◆ What this task involves
Convert the entries from the line containing "As a courtesy, could you identify the name" through the line containing "[107,199,129,221]" into a two-column CSV with the headers text and answer. Use one row per entry, put each field in double quotes, and turn any line breaks into spaces.

◆ Working data
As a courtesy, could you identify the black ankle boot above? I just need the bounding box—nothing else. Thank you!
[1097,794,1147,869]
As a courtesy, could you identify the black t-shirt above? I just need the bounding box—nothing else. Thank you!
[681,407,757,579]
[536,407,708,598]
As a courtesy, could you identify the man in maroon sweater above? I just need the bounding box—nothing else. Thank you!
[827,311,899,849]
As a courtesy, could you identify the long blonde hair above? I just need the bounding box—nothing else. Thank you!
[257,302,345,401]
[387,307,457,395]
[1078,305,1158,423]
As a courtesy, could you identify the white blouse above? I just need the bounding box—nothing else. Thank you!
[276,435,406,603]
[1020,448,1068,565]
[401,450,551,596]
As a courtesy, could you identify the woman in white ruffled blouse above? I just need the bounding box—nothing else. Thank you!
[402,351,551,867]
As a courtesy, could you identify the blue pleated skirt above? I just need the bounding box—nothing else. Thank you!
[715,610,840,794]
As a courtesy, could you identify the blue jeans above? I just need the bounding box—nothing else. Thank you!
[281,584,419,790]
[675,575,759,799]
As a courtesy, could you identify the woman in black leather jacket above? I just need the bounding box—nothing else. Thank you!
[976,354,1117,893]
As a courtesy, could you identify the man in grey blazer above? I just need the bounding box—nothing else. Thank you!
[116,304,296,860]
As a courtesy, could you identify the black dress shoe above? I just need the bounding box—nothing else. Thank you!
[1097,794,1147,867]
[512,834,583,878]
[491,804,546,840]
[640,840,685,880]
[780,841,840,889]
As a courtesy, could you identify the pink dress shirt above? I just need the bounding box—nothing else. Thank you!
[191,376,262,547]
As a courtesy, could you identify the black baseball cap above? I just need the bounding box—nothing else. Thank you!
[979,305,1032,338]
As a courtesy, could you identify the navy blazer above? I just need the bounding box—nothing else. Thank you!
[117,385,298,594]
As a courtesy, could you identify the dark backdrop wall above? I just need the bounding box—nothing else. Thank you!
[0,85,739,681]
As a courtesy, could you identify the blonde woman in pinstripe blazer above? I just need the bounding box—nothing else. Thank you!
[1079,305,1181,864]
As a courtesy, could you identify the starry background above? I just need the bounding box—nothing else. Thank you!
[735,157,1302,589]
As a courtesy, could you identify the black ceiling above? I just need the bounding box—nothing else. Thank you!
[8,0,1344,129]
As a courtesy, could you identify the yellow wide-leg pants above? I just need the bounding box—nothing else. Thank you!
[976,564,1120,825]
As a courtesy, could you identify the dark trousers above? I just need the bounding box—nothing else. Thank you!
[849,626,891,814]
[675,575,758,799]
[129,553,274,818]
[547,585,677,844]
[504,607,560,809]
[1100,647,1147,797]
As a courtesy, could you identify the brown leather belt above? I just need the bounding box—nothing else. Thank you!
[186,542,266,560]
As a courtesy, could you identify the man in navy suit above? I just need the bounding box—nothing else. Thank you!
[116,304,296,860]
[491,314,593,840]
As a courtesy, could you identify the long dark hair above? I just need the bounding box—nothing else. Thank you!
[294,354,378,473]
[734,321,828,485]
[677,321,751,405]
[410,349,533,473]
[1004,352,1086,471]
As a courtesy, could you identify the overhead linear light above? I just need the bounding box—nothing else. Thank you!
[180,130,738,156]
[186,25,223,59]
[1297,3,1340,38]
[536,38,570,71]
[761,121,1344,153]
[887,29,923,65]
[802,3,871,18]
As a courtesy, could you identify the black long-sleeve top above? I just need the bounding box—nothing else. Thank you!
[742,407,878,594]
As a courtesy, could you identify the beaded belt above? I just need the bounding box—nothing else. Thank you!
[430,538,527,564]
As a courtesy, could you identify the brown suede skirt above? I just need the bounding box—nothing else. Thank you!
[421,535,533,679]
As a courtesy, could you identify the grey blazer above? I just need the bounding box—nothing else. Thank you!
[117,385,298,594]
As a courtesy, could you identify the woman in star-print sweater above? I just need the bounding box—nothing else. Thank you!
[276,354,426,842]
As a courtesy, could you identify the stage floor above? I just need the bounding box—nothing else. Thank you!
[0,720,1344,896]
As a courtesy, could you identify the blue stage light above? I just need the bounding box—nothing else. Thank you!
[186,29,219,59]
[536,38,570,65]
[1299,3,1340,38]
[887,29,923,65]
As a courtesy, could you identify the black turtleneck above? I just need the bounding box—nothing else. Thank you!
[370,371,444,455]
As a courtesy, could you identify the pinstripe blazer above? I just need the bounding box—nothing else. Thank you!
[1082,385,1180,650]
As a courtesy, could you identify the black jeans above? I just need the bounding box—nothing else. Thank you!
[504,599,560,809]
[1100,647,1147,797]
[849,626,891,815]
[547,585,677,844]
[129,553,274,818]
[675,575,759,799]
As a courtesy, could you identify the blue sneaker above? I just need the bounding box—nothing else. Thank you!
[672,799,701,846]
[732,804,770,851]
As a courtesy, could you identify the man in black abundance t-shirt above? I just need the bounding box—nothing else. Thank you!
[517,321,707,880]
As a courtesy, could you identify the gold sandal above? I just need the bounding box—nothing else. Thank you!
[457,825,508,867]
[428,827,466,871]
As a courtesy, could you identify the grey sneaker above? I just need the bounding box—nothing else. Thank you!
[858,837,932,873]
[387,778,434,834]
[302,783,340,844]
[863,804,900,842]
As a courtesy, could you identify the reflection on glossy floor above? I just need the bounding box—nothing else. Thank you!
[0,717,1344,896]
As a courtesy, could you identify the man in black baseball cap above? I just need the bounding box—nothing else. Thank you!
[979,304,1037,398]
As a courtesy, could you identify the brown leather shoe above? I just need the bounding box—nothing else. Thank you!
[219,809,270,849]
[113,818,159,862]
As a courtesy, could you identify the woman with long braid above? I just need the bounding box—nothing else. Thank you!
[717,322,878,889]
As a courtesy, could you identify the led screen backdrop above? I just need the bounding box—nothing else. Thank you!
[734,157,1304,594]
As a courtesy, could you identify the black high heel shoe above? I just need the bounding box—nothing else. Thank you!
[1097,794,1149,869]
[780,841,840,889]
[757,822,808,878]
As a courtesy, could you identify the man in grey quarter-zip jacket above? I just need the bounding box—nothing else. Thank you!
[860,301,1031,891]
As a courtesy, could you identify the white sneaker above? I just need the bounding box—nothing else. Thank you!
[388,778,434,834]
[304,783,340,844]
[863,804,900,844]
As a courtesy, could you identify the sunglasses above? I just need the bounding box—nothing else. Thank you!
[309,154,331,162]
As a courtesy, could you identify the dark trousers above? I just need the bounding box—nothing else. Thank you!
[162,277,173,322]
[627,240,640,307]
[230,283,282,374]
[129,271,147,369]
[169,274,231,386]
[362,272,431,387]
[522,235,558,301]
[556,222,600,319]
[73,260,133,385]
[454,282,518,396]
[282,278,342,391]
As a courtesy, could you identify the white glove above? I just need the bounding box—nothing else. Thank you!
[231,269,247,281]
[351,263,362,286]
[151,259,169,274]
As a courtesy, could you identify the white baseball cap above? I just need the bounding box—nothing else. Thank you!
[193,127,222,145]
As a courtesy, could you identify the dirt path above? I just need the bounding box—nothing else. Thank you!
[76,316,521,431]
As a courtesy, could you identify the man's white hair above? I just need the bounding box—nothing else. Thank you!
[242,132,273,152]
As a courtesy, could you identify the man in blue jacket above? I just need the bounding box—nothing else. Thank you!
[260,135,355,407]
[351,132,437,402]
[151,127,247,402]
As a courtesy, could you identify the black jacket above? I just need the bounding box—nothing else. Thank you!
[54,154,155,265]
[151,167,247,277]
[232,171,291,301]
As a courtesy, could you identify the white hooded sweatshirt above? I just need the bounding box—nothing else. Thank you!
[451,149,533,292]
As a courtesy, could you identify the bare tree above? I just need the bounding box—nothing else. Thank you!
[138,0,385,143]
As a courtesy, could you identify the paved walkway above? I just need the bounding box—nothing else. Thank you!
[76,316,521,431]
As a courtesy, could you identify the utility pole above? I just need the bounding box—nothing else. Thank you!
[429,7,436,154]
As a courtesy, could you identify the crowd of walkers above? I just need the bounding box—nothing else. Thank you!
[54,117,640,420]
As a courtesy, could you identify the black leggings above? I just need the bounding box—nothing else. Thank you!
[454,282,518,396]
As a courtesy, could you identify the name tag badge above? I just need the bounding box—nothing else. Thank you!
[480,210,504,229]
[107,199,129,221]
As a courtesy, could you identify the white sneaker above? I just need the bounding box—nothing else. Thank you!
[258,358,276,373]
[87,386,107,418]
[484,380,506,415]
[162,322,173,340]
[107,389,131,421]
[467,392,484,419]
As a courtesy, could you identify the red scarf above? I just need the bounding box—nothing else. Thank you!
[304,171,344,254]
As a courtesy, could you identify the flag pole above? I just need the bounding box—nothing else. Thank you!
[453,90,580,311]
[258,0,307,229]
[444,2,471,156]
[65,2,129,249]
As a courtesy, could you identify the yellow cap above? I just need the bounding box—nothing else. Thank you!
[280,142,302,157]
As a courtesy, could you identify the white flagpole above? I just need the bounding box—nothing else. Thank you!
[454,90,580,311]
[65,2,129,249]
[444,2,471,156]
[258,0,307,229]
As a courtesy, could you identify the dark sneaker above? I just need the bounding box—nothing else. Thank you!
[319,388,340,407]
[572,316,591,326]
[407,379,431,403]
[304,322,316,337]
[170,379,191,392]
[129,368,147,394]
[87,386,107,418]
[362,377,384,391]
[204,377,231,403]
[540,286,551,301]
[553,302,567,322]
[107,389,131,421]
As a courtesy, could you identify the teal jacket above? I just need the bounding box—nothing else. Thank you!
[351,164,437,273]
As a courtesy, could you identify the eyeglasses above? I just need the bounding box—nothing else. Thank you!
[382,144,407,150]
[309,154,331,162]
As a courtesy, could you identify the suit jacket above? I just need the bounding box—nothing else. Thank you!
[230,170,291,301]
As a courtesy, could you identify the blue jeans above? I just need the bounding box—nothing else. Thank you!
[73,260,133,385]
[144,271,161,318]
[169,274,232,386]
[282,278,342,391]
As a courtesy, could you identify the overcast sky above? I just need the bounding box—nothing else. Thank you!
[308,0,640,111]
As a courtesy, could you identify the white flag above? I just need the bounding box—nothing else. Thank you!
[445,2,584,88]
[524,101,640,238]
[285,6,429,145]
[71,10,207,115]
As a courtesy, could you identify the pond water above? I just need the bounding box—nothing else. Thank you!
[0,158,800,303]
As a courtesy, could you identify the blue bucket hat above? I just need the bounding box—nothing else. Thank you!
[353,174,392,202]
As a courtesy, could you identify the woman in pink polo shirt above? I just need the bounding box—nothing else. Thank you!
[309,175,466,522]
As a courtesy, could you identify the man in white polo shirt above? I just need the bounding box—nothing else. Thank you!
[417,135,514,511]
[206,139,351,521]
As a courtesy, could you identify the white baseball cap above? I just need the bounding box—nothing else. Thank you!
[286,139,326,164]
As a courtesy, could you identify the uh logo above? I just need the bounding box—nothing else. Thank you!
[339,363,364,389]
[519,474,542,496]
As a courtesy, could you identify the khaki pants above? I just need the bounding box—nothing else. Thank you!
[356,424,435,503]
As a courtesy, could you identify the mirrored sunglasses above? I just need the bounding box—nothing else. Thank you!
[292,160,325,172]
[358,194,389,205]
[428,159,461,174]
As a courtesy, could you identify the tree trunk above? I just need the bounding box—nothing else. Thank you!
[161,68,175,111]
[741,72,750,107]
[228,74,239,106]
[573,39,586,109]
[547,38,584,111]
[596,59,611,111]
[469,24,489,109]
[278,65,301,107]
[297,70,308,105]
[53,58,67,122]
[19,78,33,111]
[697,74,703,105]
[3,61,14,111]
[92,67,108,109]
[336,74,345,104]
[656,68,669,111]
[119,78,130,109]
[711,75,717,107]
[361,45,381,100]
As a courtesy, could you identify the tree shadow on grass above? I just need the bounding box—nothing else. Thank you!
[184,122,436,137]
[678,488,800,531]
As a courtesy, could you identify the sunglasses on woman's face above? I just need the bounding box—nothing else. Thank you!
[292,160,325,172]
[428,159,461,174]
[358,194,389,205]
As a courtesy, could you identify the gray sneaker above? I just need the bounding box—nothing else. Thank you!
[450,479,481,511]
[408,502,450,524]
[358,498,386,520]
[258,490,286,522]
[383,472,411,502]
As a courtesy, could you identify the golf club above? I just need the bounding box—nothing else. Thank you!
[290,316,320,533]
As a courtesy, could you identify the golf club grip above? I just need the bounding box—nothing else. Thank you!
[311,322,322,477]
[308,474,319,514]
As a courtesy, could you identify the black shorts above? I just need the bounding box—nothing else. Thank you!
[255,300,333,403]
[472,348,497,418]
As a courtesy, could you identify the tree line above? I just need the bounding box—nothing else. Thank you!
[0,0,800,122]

◆ Response below
text,answer
"As a courtesy, could you identify the name tag badge above? I just need the bounding box—nothing else. Thank you!","[480,210,504,229] [107,199,129,221]"